*EXERCISE PROMPT*. As you write out the lines from the one containing "Target: transparent wing" through the last line of the records, keep them exact and leave out pictures.

*SUPPLIED RECORDS*.
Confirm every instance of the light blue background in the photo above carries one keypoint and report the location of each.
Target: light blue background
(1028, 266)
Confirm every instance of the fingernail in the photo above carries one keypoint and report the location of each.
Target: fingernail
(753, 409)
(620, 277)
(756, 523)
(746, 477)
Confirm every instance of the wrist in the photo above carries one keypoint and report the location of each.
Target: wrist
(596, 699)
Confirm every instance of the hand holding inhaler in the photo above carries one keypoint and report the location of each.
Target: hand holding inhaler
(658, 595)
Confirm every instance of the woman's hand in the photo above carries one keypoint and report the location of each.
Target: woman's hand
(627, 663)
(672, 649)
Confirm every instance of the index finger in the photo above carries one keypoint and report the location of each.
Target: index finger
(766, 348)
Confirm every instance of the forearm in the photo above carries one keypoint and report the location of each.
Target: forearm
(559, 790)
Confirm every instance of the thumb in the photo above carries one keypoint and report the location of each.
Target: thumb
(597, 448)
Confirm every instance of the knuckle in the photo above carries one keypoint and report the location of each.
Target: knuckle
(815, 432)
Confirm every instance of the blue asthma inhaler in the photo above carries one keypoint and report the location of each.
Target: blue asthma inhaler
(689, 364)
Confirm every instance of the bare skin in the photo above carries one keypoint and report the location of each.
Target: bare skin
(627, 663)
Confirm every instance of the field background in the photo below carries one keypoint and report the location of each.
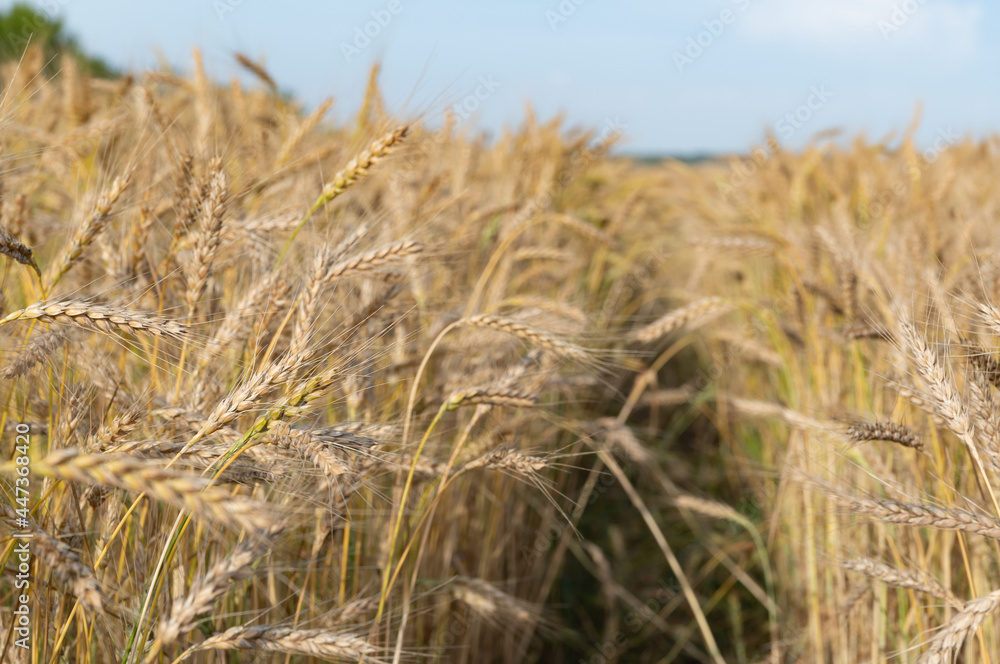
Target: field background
(301, 390)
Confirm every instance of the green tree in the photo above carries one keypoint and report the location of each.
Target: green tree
(23, 25)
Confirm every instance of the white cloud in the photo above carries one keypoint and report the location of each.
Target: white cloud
(855, 26)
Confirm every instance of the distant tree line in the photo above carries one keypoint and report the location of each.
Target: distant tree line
(23, 25)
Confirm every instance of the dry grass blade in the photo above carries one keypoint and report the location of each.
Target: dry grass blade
(898, 578)
(949, 641)
(206, 590)
(185, 492)
(100, 318)
(491, 603)
(529, 334)
(39, 348)
(492, 396)
(92, 226)
(700, 312)
(327, 644)
(371, 260)
(63, 562)
(11, 247)
(887, 431)
(941, 518)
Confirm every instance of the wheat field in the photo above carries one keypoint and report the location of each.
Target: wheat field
(278, 388)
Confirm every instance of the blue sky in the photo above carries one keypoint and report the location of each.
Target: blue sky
(796, 67)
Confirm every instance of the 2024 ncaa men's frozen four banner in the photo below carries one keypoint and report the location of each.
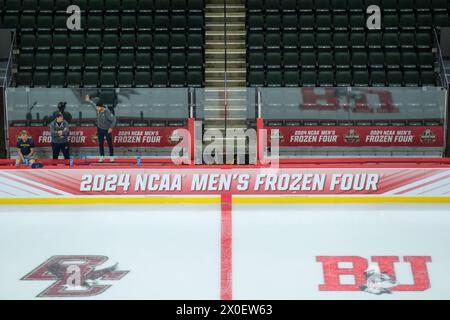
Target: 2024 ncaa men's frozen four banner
(87, 136)
(283, 181)
(370, 136)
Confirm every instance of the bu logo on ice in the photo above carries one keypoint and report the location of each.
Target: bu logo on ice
(75, 276)
(377, 277)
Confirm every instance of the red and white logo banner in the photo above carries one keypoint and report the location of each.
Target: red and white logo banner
(283, 181)
(359, 136)
(87, 136)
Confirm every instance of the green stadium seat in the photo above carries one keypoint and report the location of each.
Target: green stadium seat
(159, 78)
(357, 39)
(195, 40)
(273, 59)
(194, 59)
(108, 79)
(93, 40)
(59, 60)
(144, 40)
(361, 78)
(60, 40)
(256, 78)
(376, 59)
(76, 40)
(309, 78)
(145, 6)
(75, 61)
(96, 6)
(308, 59)
(394, 78)
(306, 5)
(42, 60)
(409, 59)
(325, 59)
(393, 59)
(57, 79)
(324, 40)
(374, 39)
(307, 40)
(341, 21)
(73, 79)
(378, 78)
(92, 60)
(274, 78)
(326, 78)
(161, 59)
(125, 79)
(178, 40)
(194, 78)
(291, 78)
(143, 59)
(126, 60)
(26, 61)
(428, 78)
(290, 39)
(177, 78)
(340, 39)
(342, 59)
(343, 78)
(177, 59)
(359, 59)
(411, 78)
(256, 40)
(128, 22)
(256, 59)
(111, 22)
(143, 79)
(291, 59)
(273, 40)
(40, 79)
(109, 60)
(27, 41)
(24, 78)
(127, 40)
(273, 21)
(111, 40)
(90, 79)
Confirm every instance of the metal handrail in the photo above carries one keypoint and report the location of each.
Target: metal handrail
(442, 73)
(225, 63)
(6, 79)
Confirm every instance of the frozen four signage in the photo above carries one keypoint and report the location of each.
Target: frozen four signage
(283, 181)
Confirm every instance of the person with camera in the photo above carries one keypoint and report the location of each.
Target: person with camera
(106, 121)
(59, 129)
(62, 110)
(25, 149)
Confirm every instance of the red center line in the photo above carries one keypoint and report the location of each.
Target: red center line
(226, 289)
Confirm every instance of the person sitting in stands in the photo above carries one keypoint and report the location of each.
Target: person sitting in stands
(25, 149)
(106, 121)
(59, 129)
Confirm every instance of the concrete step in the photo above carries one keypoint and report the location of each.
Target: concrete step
(219, 26)
(220, 45)
(214, 8)
(221, 63)
(232, 54)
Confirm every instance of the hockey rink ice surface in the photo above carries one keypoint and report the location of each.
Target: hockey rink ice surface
(273, 250)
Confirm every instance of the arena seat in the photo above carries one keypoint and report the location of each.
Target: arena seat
(332, 39)
(119, 38)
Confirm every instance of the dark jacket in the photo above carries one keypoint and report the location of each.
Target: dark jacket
(55, 128)
(105, 120)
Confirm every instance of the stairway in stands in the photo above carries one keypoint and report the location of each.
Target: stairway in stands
(225, 71)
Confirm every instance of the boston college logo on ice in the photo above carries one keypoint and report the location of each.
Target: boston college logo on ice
(376, 275)
(75, 276)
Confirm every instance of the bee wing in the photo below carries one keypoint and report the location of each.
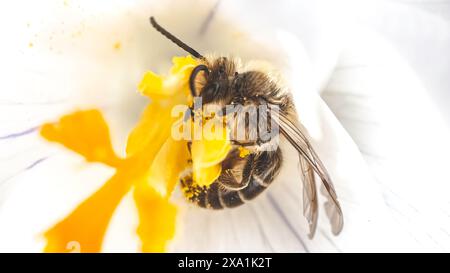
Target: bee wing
(310, 204)
(310, 163)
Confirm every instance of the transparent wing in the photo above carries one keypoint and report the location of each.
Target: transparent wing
(310, 204)
(310, 163)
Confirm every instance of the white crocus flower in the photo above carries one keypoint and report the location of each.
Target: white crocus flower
(66, 55)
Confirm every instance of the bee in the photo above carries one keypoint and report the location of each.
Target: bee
(222, 81)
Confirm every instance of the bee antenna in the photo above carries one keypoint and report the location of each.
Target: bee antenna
(174, 39)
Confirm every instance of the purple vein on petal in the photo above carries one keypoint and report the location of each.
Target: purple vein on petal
(29, 167)
(19, 134)
(286, 221)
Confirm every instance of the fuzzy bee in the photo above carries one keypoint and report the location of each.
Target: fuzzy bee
(222, 81)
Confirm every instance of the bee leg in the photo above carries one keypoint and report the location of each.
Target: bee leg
(228, 179)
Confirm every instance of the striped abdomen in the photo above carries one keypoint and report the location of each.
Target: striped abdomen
(263, 169)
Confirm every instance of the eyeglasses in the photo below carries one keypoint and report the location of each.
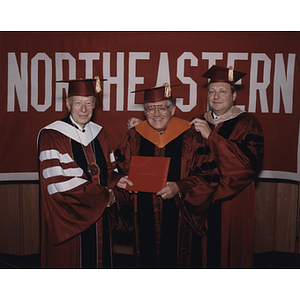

*SOLUTION*.
Target: transparent wing
(310, 204)
(310, 163)
Confirm every instance of the white crocus flower in the photo above carries one keypoint and report the location of each.
Target: white crocus flower
(66, 55)
Confirm every instance of the bee in the photo above carries one keypoint and report the location of each.
Target: bee
(222, 81)
Confirm every instance of the bee antenna in the photo above carries one keypoint and report the location of each.
Target: bee antenna
(174, 39)
Confirm every instance of the purple vein on petal in the photo above carries one keypoint and report the location of each.
Target: purple vein on petal
(29, 167)
(19, 134)
(286, 221)
Confirm every instance of the fuzzy bee in the photo above carries one keypoint and report the location of each.
Target: fuzzy bee
(222, 81)
Confirm every instance of the bee leg in the photo above carries one keypoint and report the location of each.
Target: bee leg
(228, 179)
Confirm every instance of the striped abdomen in the photo above carries one keypoint and report the location of each.
Target: striped abdomen
(263, 169)
Confirm every instance of the eyeglasses in the photo below carries one keypoint and report the location of each.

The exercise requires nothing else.